#### SET TASK
Output the lines exactly as they appear, from the line containing "For every instance of the gold clutch" through the end of the records, including both of those lines.

#### Records of labeled points
──────────────────────────────

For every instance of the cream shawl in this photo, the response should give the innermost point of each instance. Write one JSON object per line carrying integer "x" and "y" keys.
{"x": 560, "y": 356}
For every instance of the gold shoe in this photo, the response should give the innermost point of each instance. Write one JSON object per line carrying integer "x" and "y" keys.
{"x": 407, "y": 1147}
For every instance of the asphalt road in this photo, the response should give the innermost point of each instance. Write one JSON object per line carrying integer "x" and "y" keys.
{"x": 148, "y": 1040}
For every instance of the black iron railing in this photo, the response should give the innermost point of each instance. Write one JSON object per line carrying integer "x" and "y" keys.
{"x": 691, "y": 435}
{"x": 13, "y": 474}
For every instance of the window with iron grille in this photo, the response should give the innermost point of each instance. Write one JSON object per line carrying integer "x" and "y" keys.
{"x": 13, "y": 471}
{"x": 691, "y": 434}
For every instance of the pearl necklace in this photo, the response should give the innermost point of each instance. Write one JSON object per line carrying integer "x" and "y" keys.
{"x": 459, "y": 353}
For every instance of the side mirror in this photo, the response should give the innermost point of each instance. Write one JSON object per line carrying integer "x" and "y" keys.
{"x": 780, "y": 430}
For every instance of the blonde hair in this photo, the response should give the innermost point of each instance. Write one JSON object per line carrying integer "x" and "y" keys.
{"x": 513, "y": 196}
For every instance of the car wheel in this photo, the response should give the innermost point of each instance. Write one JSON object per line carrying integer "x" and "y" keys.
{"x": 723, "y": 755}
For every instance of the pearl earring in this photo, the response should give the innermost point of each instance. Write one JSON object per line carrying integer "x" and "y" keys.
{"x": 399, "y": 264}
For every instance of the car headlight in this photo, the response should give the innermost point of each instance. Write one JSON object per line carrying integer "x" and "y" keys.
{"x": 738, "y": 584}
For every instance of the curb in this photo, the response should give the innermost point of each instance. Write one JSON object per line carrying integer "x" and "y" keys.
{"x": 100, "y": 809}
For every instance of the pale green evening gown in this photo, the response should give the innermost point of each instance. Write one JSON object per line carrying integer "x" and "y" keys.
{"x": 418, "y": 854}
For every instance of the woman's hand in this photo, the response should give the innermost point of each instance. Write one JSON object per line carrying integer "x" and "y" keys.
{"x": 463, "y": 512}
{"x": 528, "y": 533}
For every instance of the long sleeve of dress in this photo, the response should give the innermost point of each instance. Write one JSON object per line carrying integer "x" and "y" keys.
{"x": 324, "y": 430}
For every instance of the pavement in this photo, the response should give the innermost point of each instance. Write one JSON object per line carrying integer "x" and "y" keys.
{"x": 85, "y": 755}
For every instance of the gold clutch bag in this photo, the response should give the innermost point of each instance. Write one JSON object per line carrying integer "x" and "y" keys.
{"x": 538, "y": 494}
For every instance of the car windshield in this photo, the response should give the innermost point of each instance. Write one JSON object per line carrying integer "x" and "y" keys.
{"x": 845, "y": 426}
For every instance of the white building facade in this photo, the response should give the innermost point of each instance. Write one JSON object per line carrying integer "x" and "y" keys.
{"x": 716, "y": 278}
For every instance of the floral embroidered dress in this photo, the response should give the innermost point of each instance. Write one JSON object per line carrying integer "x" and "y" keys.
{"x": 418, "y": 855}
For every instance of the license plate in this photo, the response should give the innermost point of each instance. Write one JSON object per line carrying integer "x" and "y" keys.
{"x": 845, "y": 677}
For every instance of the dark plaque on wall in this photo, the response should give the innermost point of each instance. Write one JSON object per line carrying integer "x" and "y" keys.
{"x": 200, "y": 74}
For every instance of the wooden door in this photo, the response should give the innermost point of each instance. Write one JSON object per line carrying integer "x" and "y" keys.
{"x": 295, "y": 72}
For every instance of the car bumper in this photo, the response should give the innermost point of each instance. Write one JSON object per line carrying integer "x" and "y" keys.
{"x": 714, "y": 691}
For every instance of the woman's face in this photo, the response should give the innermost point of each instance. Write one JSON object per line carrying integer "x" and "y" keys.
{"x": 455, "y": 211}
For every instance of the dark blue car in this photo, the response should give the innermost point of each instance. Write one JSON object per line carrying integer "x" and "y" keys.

──────────────────────────────

#### SOLUTION
For every instance of the gold clutch bag in this photo, the response should give the innermost point of each instance. Write one JSON object per line carrying integer "x" and "y" keys.
{"x": 538, "y": 494}
For every instance of the car windshield in this photo, the response should give the innermost point of each instance. Write one JSON object per line carrying integer "x" and "y" keys.
{"x": 845, "y": 426}
For every instance of the white building facade in this photo, the response should give the innermost point of each instance. Write one JSON object per line carrying integer "x" and "y" keys.
{"x": 716, "y": 278}
For every instance of the floral embroidered dress in this photo, the response should give the innermost point of each instance. Write one JSON object per line carrying integer "x" and "y" keys.
{"x": 418, "y": 855}
For every instance of the license plate in this photo, the response should give the innermost point of each instance. Write one JSON object per line carrying integer "x" and "y" keys.
{"x": 845, "y": 677}
For every instance of the dark plaque on wall in this photo, the response should give the innermost point of each instance. Write one JSON object per line carrying integer "x" and "y" keys.
{"x": 200, "y": 74}
For every instance of the wooden door in this photo, the response should give the innermost point of each instance. Write one JSON object per line carrying integer "x" and "y" keys.
{"x": 295, "y": 72}
For every instance of the car bumper in this photo, the response should give the innermost point of each instance. Write one JSON object per line carrying integer "x" and "y" keys.
{"x": 714, "y": 691}
For every instance of the woman's face in this photo, the response should give the innermost point of each instance. Write one JSON object per line carrying integer "x" and "y" keys.
{"x": 455, "y": 211}
For every instance of the dark blue car in this photo, the response should give the innermost point of each instance. Write one JSON object per line carrying integer "x" and "y" keys.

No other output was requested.